Esercizio scritto A:
Puoi riportare in una tabella Markdown le righe delle voci qui sotto, cominciando dalla prima e fermandoti dopo quella che contiene "column 441, row 285", con la colonna N per il numero progressivo e la colonna Riga per il testo, tralasciando le righe vuote?

Brano proposto:
────────────────

Il libroTutta la verità sul riscaldamento globale, a prova di negazionisti

No, non è come le altre volte. No, non si risolve modificando leggermente i nostri comportamenti. Sì, le conseguenze saranno irreparabili. E sì, la nostra sopravvivenza sul pianeta Terra è a rischio. Tutto quello che (non) volevate sapere e non avete mai osato chiedere

Pubblichiamo un estratto del libro “Il clima è (già) cambiato. Nove buone notizie sul riscaldamento globale” di Stefano Caserini (Edizioni Ambiente, 2019) nella sua nuova edizione, da poco in libreria. L’autore, Stefano Caserini, svolge da anni attività di ricerca nel settore dell’inquinamento dell’aria, e di recente si è occupato delle strategie di riduzione dei gas climalteranti e della comunicazione del problema dei cambiamenti climatici. Titolare del corso di Mitigazione dei cambiamenti climatici al Politecnico di Milano, è autore di numerose pubblicazioni scientifiche e divulgative.

Quando i dinosauri si estinsero, non sapevano cosa stesse loro accadendo, e con chi prendersela. Anche le milioni di specie diverse che hanno popolato il pianeta e di cui rimangono tracce nei fossili che guardiamo nelle vetrine dei musei, anch’esse se ne sono andate nella beata ignoranza.

L’Homo sapiens ha quindi un indubbio vantaggio. Possiede dati e informazioni su quanto gli sta succedendo. Se si estinguerà, assisterà cosciente alla propria distruzione, ne seguirà gli sviluppi e lascerà tracce inequivocabili e spiegazioni di come è successo.

Oggi abbiamo tanti dati e informazioni sulla questione climatica. Abbiamo misurazioni da strumenti al suolo e dai satelliti, abbiamo tabelle, grafici, animazioni, fotografie spettacolari, video entusiasmanti per i colori e la definizione delle immagini. Abbiamo supercalcolatori che ci danno scenari per il futuro: decine di centri di ricerca sfornano rapporti, grafici e ricostruzioni computerizzate su come si è modificato nel passato il clima del pianeta e su come potrebbe evolvere nei prossimi decenni.

Non sappiamo tutto, certo. Ci sono ancora tante incertezze su cui amano intrattenersi gli scienziati; ma sono dettagli, sfaccettature, alcune peraltro molto interessanti. Nel mare di questa conoscenza, costruita passo dopo passo da migliaia di studiosi misconosciuti, e riassunta periodicamente nei rapporti dell’Intergovernmental Panel on Climate Change (IPCC) ,emergono sei capisaldi.

Primo. Le attività umane generano ingenti quantità di CO2 dalla combustione di carbone, petrolio e gas, nonché di altri gas serra quali metano, protossido di azoto e gas fluorurati. Le emissioni sono in grado di sbilanciare i cicli naturali di questi gas, il risultato è il loro accumulo nell’atmosfera: per trovare livelli così elevati di questi gas bisogna risalire a qualche milione di anni prima della comparsa sulla Terra di Homo sapiens.

Secondo. L’aumento dei gas serra in atmosfera altera il bilancio energetico del pianeta e genera un aumento della sua temperatura media, direttamente o per effetto di meccanismi di feedback (per esempio l’aumento di vapore conseguente a un incremento di temperatura). L’aumento delle temperature medie globali già registrato nell’ultimo secolo, circa 1 °C, è il più elevato degli ultimi due millenni.

────────────────

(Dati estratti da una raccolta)
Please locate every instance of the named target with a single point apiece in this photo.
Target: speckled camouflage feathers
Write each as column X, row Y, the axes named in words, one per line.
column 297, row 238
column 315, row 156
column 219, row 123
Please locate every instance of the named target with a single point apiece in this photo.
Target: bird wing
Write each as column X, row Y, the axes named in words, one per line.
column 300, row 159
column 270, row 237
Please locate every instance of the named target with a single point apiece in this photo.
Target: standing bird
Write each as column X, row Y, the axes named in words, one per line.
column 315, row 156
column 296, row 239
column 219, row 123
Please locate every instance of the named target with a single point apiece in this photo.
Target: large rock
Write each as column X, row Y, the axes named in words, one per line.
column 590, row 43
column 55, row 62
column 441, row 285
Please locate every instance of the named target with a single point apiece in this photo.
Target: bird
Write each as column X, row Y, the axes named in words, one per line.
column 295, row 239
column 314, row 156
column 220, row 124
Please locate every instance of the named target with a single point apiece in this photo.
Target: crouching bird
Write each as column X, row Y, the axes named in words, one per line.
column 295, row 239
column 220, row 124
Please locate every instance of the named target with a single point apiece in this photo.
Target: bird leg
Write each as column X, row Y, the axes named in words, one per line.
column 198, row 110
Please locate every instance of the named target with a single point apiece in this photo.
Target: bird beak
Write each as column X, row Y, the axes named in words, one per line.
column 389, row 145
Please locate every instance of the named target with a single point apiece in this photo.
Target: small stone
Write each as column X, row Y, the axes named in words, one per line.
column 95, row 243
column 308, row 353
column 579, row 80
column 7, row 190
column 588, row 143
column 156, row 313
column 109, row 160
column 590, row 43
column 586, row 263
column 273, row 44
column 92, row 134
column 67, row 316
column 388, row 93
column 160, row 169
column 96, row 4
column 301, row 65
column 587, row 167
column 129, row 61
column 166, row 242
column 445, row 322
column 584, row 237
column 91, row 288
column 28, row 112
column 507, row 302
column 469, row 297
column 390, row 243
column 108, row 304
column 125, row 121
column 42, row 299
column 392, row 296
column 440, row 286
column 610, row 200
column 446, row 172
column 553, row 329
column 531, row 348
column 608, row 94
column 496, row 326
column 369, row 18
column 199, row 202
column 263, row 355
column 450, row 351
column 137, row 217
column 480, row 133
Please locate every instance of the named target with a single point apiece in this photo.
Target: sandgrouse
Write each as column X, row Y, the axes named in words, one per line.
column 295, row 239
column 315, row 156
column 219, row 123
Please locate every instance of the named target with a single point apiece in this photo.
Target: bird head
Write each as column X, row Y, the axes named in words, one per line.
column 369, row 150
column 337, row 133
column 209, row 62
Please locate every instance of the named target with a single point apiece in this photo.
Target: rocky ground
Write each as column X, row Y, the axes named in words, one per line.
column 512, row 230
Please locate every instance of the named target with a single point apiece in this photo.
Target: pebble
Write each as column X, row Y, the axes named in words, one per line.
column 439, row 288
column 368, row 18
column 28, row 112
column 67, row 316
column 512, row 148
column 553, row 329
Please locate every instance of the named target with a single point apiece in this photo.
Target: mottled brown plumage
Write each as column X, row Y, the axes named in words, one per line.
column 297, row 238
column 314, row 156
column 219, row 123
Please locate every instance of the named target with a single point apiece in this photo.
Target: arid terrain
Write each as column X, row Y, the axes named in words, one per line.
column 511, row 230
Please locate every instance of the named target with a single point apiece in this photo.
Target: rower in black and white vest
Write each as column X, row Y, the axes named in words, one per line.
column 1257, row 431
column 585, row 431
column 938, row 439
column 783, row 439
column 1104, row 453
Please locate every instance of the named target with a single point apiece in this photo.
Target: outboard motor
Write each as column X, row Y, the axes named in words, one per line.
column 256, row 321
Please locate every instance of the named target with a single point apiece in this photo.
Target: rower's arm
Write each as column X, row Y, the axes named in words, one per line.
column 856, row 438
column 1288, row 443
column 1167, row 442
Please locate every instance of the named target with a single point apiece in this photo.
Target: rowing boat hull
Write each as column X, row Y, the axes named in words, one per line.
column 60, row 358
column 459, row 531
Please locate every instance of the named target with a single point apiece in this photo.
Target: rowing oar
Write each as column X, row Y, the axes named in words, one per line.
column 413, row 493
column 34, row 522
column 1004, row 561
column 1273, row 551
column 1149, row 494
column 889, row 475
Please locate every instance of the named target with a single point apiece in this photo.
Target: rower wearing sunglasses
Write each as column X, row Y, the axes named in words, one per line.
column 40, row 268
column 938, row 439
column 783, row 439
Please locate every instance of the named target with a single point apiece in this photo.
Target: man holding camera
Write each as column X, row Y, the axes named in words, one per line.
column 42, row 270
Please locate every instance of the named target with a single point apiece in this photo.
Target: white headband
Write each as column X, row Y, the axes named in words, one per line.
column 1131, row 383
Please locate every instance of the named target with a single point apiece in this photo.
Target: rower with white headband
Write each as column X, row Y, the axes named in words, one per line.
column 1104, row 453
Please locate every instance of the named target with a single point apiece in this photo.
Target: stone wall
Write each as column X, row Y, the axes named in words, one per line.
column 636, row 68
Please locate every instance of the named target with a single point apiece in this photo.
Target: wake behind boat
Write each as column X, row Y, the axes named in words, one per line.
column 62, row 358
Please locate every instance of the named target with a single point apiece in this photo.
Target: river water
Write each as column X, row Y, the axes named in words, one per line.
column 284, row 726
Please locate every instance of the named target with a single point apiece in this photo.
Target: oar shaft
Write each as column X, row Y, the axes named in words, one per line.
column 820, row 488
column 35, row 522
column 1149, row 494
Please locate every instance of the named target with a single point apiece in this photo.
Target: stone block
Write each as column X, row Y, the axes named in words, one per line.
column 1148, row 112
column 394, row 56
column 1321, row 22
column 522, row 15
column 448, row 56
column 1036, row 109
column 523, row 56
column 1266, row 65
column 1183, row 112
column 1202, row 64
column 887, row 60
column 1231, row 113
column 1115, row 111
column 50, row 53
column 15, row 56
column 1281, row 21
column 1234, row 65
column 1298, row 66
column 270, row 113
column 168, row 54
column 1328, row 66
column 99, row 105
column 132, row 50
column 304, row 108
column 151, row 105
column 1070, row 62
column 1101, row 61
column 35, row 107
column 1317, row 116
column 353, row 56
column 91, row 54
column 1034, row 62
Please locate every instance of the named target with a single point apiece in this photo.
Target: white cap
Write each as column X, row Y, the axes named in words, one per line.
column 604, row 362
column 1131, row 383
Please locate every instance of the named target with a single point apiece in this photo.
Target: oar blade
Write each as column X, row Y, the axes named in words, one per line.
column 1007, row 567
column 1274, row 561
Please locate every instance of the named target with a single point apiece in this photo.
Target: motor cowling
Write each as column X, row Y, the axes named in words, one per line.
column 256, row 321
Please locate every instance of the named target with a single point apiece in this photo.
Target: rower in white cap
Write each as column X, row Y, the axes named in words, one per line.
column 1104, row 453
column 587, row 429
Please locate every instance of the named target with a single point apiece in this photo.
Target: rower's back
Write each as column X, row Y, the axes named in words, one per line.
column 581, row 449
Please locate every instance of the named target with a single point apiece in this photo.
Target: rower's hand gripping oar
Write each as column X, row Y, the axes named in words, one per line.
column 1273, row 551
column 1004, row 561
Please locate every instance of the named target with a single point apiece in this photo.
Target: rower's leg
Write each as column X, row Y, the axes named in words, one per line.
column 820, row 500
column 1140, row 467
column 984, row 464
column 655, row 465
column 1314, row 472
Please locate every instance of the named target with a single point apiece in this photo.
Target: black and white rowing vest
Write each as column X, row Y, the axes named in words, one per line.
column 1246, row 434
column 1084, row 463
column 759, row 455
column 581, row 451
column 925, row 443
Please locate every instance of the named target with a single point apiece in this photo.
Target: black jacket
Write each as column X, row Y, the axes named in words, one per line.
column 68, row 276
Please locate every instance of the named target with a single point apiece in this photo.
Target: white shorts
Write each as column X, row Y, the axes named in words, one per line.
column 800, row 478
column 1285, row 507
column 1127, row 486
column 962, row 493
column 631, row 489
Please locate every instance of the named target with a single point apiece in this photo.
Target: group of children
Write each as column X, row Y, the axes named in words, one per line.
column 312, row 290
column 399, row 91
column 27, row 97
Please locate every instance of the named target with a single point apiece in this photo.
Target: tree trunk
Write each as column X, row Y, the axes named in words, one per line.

────────────────

Esercizio scritto B:
Puoi stampare il passo del brano sul riscaldamento globale che comincia con le parole "Quando i dinosauri" e termina con le parole "come è successo."?

Risposta A:
| N | Riga |
|---|---|
| 1 | Please locate every instance of the named target with a single point apiece in this photo. |
| 2 | Target: speckled camouflage feathers |
| 3 | Write each as column X, row Y, the axes named in words, one per line. |
| 4 | column 297, row 238 |
| 5 | column 315, row 156 |
| 6 | column 219, row 123 |
| 7 | Please locate every instance of the named target with a single point apiece in this photo. |
| 8 | Target: bird wing |
| 9 | Write each as column X, row Y, the axes named in words, one per line. |
| 10 | column 300, row 159 |
| 11 | column 270, row 237 |
| 12 | Please locate every instance of the named target with a single point apiece in this photo. |
| 13 | Target: standing bird |
| 14 | Write each as column X, row Y, the axes named in words, one per line. |
| 15 | column 315, row 156 |
| 16 | column 296, row 239 |
| 17 | column 219, row 123 |
| 18 | Please locate every instance of the named target with a single point apiece in this photo. |
| 19 | Target: large rock |
| 20 | Write each as column X, row Y, the axes named in words, one per line. |
| 21 | column 590, row 43 |
| 22 | column 55, row 62 |
| 23 | column 441, row 285 |

Risposta B:
Quando i dinosauri si estinsero, non sapevano cosa stesse loro accadendo, e con chi prendersela. Anche le milioni di specie diverse che hanno popolato il pianeta e di cui rimangono tracce nei fossili che guardiamo nelle vetrine dei musei, anch’esse se ne sono andate nella beata ignoranza.

L’Homo sapiens ha quindi un indubbio vantaggio. Possiede dati e informazioni su quanto gli sta succedendo. Se si estinguerà, assisterà cosciente alla propria distruzione, ne seguirà gli sviluppi e lascerà tracce inequivocabili e spiegazioni di come è successo.